***** Excerpt to read *****

In 2012, before most of the financial community made the jump, Nasdaq started their journey to the cloud. They quickly progressed—launching a data warehouse, new products, and new marketplaces. After encountering scalability issues, they migrated to a data lake and optimized their data infrastructure by 6x.

The migration saved significant maintenance costs and opened the door for analytics, ETL, reporting, and data visualization use cases.

An opportunity arises from a better data infrastructure: analytics

Opportunity 1: Empowering business users

Business users at Nasdaq previously struggled to access the data they needed. Data requests were a complicated process, requiring business stakeholders to submit tickets in order to receive the reports they needed. The reports could be provided by any of Nasdaq’s four distinct data teams—who owned which data product was unclear, which created confusion and overlap.

“Our vision was to have business users participate in the transformation of our data logic,” said Michael Weiss, Senior Product Manager at Nasdaq.

***** Raw data *****

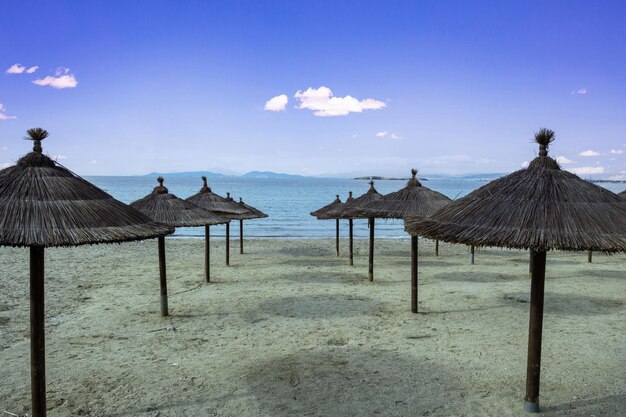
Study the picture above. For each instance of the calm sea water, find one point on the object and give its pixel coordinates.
(288, 202)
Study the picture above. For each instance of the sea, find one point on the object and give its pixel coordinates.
(288, 202)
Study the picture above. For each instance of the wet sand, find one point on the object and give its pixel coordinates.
(290, 329)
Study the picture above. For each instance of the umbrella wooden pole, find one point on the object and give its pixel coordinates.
(241, 237)
(337, 235)
(370, 272)
(207, 253)
(414, 249)
(163, 276)
(351, 243)
(228, 243)
(531, 401)
(37, 332)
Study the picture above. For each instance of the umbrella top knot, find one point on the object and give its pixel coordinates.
(36, 158)
(413, 181)
(205, 187)
(160, 189)
(544, 137)
(372, 190)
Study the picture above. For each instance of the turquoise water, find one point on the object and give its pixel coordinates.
(287, 201)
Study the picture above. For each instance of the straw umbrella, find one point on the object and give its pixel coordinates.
(350, 211)
(168, 209)
(251, 213)
(412, 200)
(208, 200)
(321, 214)
(540, 208)
(43, 204)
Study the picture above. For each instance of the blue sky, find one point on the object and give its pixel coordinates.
(131, 87)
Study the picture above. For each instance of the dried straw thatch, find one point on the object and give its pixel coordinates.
(208, 200)
(173, 211)
(168, 209)
(44, 204)
(541, 208)
(414, 199)
(351, 209)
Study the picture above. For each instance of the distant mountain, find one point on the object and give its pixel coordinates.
(197, 174)
(269, 174)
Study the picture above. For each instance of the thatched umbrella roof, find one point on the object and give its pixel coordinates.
(414, 199)
(208, 200)
(541, 208)
(321, 213)
(173, 211)
(350, 209)
(44, 204)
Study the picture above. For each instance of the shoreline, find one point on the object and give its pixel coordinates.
(291, 329)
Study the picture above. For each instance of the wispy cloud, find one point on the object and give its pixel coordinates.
(19, 69)
(3, 115)
(563, 160)
(587, 170)
(322, 102)
(62, 79)
(277, 103)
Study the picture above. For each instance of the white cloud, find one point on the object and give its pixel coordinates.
(587, 170)
(62, 79)
(16, 69)
(589, 153)
(277, 103)
(4, 116)
(564, 160)
(323, 103)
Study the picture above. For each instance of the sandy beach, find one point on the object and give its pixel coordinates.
(290, 329)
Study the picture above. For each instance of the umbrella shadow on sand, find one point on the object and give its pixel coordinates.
(560, 304)
(348, 381)
(479, 277)
(318, 306)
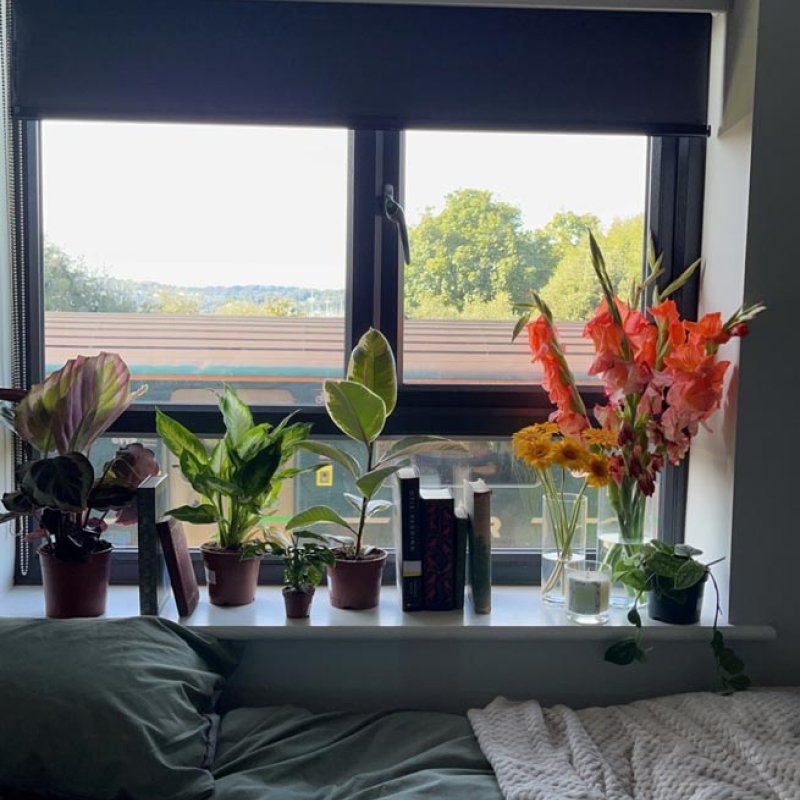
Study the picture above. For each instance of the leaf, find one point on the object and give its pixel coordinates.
(411, 445)
(520, 325)
(255, 477)
(75, 404)
(318, 514)
(179, 439)
(689, 574)
(371, 482)
(372, 364)
(334, 454)
(358, 412)
(204, 514)
(62, 483)
(236, 414)
(623, 652)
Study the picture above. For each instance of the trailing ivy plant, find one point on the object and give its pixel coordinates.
(359, 407)
(672, 570)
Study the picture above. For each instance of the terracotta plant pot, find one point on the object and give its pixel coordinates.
(357, 584)
(683, 608)
(297, 602)
(231, 581)
(75, 589)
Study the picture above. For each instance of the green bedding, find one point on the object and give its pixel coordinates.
(290, 754)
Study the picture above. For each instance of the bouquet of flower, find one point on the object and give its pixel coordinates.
(662, 378)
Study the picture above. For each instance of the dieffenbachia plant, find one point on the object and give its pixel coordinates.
(359, 407)
(62, 417)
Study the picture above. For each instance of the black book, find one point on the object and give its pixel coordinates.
(409, 547)
(151, 503)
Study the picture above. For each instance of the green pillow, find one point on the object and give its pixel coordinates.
(102, 709)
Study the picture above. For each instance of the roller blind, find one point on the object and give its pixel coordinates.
(360, 65)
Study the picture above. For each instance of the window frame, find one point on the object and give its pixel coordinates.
(373, 297)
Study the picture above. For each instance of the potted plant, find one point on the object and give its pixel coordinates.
(62, 418)
(238, 482)
(675, 581)
(359, 407)
(304, 560)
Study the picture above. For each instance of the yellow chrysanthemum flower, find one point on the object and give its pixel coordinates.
(570, 454)
(535, 450)
(597, 474)
(599, 437)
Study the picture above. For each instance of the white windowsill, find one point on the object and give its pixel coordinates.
(517, 613)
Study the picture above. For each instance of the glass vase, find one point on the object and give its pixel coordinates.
(613, 544)
(563, 542)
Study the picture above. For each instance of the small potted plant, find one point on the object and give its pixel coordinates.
(238, 482)
(674, 581)
(359, 407)
(62, 418)
(304, 559)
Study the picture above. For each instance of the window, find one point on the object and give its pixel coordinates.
(294, 199)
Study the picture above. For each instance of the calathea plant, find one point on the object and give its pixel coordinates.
(62, 418)
(359, 407)
(674, 578)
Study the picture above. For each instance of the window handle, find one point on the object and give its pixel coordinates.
(393, 211)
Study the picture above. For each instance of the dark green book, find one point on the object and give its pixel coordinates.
(462, 534)
(477, 501)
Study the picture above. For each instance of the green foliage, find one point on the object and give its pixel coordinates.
(70, 285)
(472, 251)
(358, 407)
(239, 481)
(671, 570)
(573, 292)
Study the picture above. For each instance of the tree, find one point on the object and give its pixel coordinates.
(474, 250)
(573, 292)
(70, 285)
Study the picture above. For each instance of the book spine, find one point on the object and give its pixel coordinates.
(462, 534)
(438, 563)
(480, 554)
(410, 545)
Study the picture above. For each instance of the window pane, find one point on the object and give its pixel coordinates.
(494, 215)
(199, 253)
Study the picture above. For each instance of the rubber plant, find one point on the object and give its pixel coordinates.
(62, 418)
(359, 407)
(673, 572)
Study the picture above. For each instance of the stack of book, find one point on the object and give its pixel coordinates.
(437, 540)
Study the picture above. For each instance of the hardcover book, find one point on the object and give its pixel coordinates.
(462, 534)
(409, 546)
(439, 549)
(179, 565)
(151, 504)
(477, 501)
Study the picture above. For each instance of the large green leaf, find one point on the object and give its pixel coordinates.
(62, 483)
(318, 514)
(255, 477)
(333, 454)
(371, 482)
(199, 515)
(372, 365)
(179, 439)
(356, 410)
(237, 416)
(411, 445)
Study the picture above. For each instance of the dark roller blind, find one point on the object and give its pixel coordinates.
(358, 65)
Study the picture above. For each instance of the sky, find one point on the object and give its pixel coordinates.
(204, 205)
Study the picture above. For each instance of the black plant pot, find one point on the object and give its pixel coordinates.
(676, 607)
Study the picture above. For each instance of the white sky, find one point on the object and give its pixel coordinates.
(221, 205)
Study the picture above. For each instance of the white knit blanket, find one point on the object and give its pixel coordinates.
(685, 747)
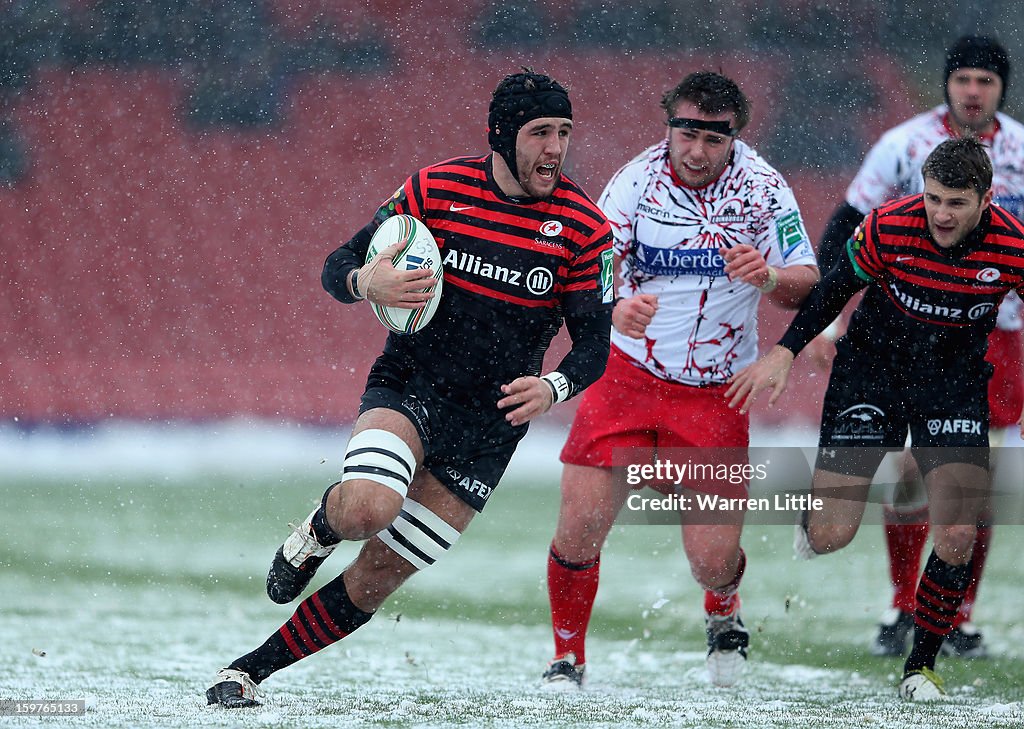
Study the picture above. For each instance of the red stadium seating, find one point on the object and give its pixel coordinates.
(154, 270)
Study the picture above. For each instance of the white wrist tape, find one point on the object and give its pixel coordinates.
(769, 286)
(559, 385)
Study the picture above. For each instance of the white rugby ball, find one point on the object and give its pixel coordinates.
(419, 251)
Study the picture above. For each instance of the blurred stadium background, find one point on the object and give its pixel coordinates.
(173, 172)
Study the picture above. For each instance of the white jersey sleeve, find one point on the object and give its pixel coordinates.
(892, 167)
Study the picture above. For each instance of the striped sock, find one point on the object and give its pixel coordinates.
(323, 618)
(905, 543)
(939, 596)
(978, 557)
(571, 589)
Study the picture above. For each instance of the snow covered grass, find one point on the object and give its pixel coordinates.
(128, 588)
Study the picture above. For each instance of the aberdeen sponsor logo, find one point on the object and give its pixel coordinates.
(673, 261)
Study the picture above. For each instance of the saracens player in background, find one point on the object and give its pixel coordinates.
(935, 266)
(444, 408)
(704, 228)
(976, 77)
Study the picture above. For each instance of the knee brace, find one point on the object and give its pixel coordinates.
(419, 535)
(379, 456)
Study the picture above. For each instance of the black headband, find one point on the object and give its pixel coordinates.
(722, 128)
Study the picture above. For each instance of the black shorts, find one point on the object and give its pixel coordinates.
(870, 405)
(467, 445)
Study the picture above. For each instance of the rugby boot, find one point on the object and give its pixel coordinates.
(233, 689)
(727, 643)
(563, 674)
(296, 562)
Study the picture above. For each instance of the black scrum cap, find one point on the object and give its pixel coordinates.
(978, 52)
(518, 99)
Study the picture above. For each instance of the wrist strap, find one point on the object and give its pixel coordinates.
(769, 286)
(559, 384)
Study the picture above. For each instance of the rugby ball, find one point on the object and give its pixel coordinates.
(419, 251)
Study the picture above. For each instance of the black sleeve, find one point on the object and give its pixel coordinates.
(591, 335)
(839, 229)
(341, 262)
(822, 305)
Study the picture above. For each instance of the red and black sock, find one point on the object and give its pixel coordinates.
(981, 542)
(939, 596)
(905, 543)
(323, 618)
(571, 590)
(725, 600)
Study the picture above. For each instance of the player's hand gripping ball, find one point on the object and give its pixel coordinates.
(419, 251)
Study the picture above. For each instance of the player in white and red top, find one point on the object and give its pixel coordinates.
(977, 71)
(702, 227)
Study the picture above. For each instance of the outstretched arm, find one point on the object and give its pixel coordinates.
(582, 366)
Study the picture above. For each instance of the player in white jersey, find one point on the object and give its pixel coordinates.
(702, 228)
(977, 71)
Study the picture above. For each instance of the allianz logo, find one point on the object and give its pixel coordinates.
(538, 281)
(914, 304)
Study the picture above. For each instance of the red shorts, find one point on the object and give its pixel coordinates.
(1006, 389)
(629, 408)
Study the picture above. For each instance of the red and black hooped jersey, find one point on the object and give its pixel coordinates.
(513, 269)
(938, 302)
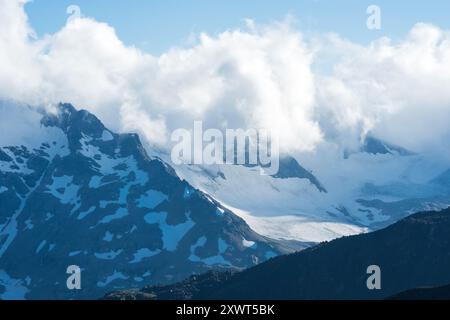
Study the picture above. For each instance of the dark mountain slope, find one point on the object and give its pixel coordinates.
(89, 197)
(414, 252)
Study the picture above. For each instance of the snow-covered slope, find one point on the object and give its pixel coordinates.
(74, 193)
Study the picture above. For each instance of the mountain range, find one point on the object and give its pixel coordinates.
(83, 195)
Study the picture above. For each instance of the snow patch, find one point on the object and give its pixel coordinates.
(114, 277)
(144, 253)
(172, 235)
(14, 289)
(152, 199)
(111, 255)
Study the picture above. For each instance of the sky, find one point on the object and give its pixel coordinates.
(311, 71)
(155, 26)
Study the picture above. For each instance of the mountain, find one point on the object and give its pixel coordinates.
(73, 192)
(323, 195)
(414, 252)
(438, 293)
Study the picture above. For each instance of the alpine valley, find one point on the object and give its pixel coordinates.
(73, 192)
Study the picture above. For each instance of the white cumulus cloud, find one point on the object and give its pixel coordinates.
(252, 77)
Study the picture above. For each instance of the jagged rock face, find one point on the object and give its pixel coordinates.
(92, 198)
(412, 253)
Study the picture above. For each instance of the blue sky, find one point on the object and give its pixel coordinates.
(154, 26)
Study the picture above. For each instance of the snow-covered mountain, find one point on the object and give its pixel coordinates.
(73, 192)
(321, 196)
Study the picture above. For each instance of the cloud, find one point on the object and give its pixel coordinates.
(256, 77)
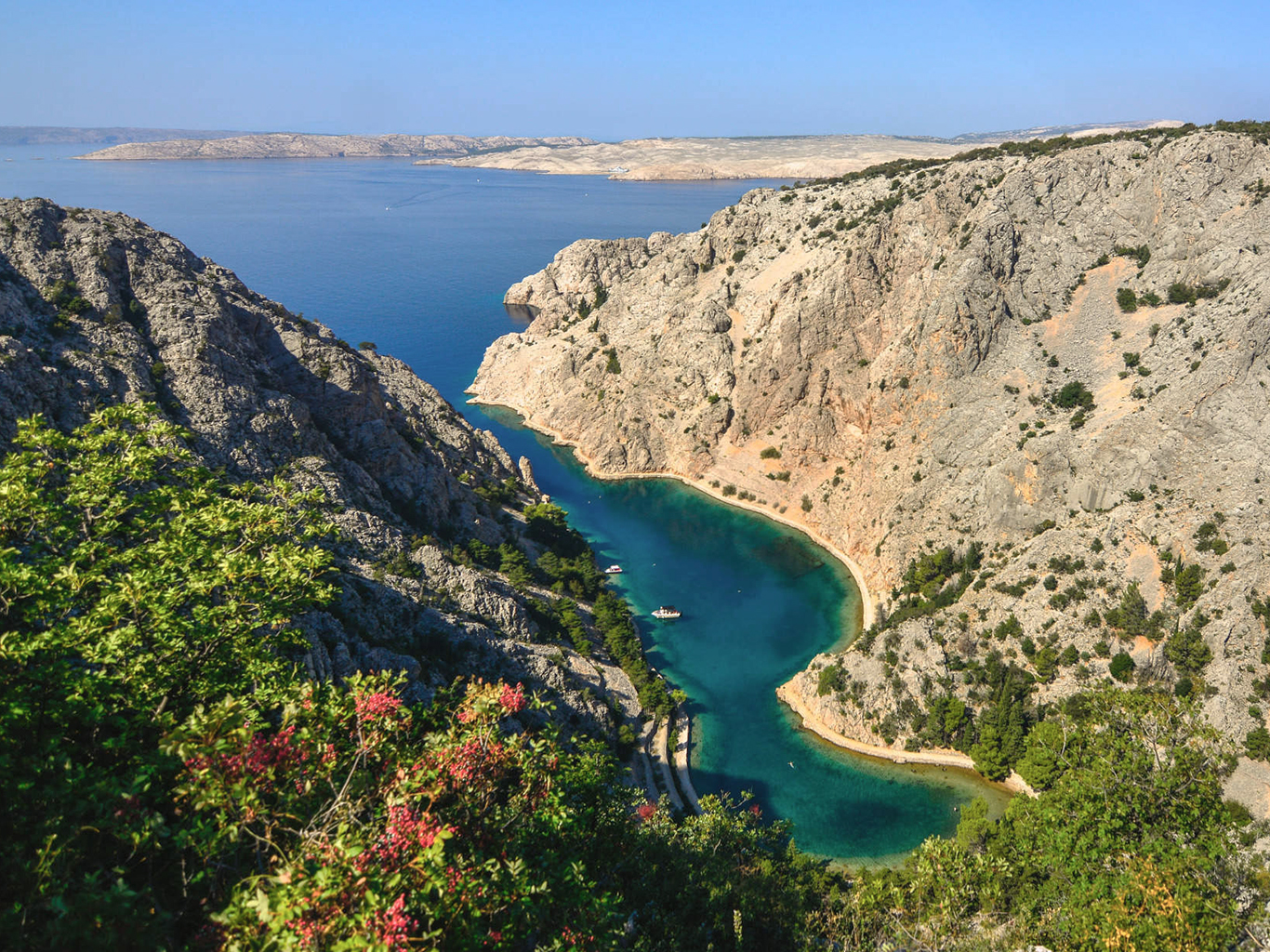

*****

### Written request 1
In the Nasdaq excerpt, how many distinct data teams could provide reports to business users?
### Written request 2
Reproduce the Nasdaq excerpt from "The migration saved" to "confusion and overlap.".
### Written request 3
Which use cases does the Nasdaq excerpt say the migration opened the door for?

### Final answer 1
Four.

### Final answer 2
The migration saved significant maintenance costs and opened the door for analytics, ETL, reporting, and data visualization use cases.

An opportunity arises from a better data infrastructure: analytics

Opportunity 1: Empowering business users

Business users at Nasdaq previously struggled to access the data they needed. Data requests were a complicated process, requiring business stakeholders to submit tickets in order to receive the reports they needed. The reports could be provided by any of Nasdaq’s four distinct data teams—who owned which data product was unclear, which created confusion and overlap.

### Final answer 3
Analytics, ETL, reporting, and data visualization.